**Exercise material:**
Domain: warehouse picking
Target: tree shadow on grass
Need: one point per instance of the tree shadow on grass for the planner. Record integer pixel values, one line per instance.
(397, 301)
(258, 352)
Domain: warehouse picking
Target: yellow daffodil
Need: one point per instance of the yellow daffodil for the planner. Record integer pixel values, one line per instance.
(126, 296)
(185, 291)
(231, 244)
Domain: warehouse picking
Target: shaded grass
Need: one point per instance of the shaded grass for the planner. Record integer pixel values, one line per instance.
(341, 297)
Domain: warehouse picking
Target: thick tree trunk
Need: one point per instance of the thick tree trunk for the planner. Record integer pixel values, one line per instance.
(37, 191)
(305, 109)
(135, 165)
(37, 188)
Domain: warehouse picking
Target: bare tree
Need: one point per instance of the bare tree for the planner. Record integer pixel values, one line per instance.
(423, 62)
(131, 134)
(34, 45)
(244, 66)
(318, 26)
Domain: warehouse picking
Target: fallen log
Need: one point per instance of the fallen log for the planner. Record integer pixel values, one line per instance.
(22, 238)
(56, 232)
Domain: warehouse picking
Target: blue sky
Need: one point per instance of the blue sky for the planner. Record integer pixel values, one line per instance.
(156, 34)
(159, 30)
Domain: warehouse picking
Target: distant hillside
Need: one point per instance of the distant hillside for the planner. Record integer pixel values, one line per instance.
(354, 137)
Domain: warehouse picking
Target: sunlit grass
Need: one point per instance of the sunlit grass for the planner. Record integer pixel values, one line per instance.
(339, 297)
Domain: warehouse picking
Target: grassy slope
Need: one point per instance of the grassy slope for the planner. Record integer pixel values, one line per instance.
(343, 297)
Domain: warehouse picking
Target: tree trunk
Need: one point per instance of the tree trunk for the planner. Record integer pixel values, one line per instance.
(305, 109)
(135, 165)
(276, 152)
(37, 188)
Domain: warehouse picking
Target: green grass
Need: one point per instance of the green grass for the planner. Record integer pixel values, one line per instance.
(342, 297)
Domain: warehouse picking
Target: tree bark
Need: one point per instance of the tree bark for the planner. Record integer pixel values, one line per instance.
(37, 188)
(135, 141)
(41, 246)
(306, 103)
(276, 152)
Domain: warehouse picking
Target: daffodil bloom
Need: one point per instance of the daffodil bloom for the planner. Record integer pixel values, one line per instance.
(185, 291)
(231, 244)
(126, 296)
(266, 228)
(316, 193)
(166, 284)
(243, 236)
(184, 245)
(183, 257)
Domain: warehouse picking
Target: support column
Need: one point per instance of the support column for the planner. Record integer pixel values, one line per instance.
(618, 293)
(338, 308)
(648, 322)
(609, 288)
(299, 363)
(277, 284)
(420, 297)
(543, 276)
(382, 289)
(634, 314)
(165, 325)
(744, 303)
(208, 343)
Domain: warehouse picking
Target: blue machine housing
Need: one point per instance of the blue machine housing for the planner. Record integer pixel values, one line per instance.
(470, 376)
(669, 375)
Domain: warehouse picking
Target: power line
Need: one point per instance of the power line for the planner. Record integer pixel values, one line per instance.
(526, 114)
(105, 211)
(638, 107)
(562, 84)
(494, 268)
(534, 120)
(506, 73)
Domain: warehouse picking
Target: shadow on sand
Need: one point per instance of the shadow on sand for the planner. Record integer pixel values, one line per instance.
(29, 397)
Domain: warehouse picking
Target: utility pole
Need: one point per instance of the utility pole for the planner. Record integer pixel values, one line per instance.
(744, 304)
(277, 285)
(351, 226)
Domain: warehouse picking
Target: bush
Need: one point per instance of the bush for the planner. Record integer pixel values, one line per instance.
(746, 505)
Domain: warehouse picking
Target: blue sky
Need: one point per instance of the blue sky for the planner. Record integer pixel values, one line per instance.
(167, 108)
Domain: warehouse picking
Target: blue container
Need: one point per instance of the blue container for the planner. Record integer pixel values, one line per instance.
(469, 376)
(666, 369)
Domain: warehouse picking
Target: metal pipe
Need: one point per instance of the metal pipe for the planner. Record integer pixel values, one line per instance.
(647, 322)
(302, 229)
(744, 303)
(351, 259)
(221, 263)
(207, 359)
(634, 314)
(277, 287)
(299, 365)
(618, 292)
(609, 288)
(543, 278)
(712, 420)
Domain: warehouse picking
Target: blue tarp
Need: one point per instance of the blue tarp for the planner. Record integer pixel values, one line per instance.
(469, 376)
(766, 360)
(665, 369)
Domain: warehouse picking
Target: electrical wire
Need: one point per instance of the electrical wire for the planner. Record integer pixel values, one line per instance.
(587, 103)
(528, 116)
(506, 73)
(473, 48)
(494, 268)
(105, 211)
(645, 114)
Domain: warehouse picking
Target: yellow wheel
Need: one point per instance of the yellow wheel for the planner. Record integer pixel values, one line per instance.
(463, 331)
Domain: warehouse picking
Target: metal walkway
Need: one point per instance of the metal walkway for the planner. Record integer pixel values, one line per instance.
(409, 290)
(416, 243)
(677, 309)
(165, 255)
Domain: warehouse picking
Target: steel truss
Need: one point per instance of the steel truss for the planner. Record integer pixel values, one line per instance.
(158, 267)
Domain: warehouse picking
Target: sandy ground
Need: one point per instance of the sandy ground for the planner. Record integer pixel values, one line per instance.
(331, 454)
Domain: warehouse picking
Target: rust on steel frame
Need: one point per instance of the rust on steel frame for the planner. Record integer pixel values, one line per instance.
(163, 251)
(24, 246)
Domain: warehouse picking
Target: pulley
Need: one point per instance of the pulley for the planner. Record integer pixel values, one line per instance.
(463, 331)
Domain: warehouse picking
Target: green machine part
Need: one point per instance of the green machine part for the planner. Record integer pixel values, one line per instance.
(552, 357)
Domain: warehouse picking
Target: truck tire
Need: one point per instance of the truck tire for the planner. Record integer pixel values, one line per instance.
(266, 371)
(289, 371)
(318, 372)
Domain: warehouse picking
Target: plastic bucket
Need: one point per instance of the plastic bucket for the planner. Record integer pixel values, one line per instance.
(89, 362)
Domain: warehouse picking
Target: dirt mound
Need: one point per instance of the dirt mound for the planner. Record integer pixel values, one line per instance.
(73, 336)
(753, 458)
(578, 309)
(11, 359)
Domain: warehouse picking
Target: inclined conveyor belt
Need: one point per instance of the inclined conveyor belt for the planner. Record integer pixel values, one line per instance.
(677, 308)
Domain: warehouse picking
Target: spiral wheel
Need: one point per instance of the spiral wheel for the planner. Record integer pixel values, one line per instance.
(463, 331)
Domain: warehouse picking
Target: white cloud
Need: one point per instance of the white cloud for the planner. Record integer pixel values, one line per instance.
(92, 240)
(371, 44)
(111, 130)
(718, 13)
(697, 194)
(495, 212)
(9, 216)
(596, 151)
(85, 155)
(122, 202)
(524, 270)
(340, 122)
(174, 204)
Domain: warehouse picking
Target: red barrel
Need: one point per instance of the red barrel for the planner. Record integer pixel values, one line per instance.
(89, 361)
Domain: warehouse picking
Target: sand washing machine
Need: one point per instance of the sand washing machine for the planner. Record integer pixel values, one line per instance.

**What you should do:** Show every line from the rows above that contains the string "distant", matching case exactly.

**Answer to the task:**
Target: distant hillside
Need: one point per instance of the distant hillside for the planner. Record integer pixel values, one line per instance.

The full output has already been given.